What the exercise asks
Transcribe, exactly as they appear, only the lines from the one holding "For the benchmark, mark every instance of the white sandal" through the end of the entries below.

• • • • •

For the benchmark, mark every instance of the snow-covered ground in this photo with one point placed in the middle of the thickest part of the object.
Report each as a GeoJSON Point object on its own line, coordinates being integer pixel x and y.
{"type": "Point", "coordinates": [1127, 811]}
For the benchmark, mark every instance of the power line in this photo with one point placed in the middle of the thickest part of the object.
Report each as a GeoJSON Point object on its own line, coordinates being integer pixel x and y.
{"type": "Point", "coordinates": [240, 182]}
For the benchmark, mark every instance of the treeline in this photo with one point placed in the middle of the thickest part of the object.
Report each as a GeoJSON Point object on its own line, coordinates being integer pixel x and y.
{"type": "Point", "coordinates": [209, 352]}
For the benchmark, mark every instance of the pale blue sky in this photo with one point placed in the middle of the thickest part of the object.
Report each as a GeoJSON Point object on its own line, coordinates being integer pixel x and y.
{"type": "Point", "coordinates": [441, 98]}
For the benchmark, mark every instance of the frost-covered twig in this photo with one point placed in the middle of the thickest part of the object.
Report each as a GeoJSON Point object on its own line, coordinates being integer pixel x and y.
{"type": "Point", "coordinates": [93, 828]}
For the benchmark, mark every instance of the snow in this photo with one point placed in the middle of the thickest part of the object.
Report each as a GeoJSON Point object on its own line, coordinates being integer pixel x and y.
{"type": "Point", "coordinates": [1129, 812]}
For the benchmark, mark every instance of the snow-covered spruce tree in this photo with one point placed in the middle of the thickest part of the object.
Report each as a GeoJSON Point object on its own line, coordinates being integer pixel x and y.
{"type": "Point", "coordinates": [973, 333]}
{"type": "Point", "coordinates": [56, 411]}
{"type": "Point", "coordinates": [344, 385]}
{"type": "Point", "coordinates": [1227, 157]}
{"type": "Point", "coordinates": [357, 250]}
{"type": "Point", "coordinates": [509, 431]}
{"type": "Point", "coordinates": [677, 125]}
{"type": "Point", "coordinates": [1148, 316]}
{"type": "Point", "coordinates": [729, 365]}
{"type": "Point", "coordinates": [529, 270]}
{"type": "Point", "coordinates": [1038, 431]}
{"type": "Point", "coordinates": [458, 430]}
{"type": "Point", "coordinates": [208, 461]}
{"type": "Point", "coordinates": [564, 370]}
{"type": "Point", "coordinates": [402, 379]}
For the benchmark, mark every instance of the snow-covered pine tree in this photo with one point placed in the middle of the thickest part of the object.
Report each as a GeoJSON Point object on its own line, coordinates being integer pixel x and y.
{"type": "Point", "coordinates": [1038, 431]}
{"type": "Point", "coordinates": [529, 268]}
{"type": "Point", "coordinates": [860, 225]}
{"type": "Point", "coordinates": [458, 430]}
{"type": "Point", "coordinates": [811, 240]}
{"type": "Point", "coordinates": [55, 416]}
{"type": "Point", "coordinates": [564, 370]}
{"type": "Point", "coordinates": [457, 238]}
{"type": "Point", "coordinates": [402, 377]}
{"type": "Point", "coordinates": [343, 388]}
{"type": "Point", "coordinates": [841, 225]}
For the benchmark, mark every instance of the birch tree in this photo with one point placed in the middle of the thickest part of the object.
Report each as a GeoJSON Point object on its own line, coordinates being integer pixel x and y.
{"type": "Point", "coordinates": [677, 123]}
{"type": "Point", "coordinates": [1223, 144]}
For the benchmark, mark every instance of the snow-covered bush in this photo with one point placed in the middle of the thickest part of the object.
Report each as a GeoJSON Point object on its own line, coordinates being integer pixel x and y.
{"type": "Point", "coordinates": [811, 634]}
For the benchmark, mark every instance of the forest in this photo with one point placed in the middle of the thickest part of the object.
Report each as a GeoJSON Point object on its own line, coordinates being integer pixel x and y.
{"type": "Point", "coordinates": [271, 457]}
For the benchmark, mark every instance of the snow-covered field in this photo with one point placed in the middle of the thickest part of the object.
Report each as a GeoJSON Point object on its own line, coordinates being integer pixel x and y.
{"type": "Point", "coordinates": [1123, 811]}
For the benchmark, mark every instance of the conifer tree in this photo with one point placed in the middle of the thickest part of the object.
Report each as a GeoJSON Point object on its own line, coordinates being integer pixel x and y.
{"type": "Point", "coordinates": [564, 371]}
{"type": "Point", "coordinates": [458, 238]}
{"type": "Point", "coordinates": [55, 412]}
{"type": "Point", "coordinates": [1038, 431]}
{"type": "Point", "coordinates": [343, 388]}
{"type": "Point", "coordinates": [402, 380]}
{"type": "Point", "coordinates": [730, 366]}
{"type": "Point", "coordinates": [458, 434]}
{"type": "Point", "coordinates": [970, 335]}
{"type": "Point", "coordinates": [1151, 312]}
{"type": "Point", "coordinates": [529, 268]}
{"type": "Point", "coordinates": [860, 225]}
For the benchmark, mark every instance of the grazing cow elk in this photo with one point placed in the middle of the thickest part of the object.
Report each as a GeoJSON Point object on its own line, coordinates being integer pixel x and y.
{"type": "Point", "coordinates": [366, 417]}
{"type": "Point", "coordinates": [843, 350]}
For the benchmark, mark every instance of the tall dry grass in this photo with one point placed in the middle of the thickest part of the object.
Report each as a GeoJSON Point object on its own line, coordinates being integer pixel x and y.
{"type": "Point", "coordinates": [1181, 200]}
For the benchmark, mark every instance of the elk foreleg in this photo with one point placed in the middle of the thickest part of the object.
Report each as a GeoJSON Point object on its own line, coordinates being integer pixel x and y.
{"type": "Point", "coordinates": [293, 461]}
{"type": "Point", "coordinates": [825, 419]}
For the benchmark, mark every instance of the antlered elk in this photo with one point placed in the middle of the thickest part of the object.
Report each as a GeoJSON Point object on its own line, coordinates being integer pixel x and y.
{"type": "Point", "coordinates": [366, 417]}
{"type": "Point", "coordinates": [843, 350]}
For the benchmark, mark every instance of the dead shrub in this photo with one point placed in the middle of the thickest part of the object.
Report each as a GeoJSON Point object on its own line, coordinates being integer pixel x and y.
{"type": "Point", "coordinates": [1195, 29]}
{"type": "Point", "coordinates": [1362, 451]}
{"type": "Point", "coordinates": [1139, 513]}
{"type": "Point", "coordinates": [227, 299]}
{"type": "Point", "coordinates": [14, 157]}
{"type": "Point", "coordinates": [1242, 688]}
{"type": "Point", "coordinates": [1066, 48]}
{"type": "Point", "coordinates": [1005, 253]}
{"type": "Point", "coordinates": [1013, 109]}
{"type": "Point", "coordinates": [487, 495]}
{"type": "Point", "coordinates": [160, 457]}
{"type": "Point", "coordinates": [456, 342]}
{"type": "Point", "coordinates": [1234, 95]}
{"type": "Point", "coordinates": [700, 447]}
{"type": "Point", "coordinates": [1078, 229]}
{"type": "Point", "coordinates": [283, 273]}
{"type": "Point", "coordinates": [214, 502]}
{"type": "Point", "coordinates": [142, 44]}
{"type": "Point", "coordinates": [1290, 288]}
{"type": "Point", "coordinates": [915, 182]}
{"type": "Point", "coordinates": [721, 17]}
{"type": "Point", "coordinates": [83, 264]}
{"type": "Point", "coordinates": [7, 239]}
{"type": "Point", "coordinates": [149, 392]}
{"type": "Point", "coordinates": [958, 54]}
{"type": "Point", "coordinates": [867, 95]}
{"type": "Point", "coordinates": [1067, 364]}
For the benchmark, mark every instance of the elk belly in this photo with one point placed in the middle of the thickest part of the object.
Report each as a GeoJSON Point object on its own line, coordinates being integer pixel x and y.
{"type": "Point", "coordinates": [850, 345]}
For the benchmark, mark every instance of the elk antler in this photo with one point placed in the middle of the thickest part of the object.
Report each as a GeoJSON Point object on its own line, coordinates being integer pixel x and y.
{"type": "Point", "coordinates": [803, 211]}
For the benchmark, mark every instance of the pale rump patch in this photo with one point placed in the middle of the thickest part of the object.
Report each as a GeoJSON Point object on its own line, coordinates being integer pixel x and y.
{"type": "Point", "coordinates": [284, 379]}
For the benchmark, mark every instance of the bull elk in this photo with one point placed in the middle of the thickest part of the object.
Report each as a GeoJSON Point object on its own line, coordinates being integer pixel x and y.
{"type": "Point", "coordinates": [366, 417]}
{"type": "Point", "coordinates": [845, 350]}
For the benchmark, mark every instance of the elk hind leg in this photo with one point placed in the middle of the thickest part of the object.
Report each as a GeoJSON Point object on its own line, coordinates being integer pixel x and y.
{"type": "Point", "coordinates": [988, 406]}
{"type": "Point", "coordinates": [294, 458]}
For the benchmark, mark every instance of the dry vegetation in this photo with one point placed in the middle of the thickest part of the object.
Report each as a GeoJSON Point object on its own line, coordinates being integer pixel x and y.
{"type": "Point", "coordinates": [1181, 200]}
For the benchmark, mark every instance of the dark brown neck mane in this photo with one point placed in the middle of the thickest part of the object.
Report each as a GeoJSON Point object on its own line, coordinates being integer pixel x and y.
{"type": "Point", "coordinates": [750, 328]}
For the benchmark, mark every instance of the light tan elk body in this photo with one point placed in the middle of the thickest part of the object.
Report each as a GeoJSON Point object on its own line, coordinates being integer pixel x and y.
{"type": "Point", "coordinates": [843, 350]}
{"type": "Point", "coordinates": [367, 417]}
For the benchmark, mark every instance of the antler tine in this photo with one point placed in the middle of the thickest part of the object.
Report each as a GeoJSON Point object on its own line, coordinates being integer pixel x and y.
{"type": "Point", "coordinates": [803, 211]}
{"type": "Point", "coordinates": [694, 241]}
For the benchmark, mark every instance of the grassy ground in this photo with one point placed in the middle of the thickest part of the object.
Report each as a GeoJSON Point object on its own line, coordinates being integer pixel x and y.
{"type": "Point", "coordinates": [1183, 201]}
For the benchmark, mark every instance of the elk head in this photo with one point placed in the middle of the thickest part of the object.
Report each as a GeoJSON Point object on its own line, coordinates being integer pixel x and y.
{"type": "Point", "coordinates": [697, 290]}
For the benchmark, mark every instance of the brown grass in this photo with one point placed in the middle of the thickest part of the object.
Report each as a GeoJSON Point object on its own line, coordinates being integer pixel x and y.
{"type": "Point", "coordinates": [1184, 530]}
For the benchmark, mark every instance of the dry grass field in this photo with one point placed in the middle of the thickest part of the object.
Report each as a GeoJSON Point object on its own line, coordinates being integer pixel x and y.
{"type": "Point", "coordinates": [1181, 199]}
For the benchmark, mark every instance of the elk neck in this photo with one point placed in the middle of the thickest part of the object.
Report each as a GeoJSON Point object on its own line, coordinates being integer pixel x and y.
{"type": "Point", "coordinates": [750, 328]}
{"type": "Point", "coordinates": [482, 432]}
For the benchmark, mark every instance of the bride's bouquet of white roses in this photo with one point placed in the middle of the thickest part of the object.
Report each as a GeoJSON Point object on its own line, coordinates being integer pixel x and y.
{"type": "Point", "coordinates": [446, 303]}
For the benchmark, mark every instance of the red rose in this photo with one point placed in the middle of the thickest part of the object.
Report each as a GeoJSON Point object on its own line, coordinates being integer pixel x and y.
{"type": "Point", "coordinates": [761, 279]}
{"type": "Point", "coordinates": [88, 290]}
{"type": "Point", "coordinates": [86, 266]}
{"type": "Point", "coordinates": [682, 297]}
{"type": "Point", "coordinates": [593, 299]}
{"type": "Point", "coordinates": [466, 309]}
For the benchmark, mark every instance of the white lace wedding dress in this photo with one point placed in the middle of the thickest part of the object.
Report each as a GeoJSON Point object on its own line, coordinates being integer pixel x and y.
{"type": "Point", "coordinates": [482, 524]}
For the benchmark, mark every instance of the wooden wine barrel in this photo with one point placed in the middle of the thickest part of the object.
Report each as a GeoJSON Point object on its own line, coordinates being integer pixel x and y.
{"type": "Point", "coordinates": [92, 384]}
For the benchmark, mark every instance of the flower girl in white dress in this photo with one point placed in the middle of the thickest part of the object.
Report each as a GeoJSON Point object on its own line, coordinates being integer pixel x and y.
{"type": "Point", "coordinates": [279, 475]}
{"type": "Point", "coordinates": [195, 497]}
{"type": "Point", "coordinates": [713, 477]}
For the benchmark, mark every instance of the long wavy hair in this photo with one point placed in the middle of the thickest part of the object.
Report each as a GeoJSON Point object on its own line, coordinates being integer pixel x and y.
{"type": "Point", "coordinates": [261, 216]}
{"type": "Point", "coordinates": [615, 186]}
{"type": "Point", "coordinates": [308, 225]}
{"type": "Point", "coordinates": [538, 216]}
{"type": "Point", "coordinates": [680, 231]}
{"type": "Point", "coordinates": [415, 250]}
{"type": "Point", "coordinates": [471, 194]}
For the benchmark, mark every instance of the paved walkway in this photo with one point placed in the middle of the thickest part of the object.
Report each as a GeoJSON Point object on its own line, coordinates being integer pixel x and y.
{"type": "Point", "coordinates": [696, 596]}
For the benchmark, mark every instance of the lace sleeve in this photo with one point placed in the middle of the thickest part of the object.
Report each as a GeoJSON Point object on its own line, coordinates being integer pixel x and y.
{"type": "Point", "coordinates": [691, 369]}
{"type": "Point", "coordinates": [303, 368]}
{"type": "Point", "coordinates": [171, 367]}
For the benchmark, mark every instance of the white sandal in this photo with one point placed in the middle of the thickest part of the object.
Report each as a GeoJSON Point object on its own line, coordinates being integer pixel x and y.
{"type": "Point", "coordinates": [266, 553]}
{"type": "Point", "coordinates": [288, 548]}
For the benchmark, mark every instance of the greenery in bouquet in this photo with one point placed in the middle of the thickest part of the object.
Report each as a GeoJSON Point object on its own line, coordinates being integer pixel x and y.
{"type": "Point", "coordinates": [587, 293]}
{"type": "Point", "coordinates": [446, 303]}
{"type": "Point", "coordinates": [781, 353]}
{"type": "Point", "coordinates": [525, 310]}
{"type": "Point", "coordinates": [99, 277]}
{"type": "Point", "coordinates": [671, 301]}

• • • • •

Exercise solution
For the benchmark, mark every instance of the white sandal in this photo with one point placed in the middle of the thickest part of the object.
Report each as a GeoJSON Point object on its own line, coordinates being integer pixel x and y.
{"type": "Point", "coordinates": [266, 553]}
{"type": "Point", "coordinates": [288, 548]}
For the benchmark, mark every instance of the greenery in bouquet in this photo with one point placed in the middle of the thickest part of the object.
Report each as a GeoJSON Point object on its own line, coordinates being integer pixel x and y.
{"type": "Point", "coordinates": [587, 293]}
{"type": "Point", "coordinates": [446, 303]}
{"type": "Point", "coordinates": [781, 353]}
{"type": "Point", "coordinates": [525, 310]}
{"type": "Point", "coordinates": [99, 277]}
{"type": "Point", "coordinates": [671, 301]}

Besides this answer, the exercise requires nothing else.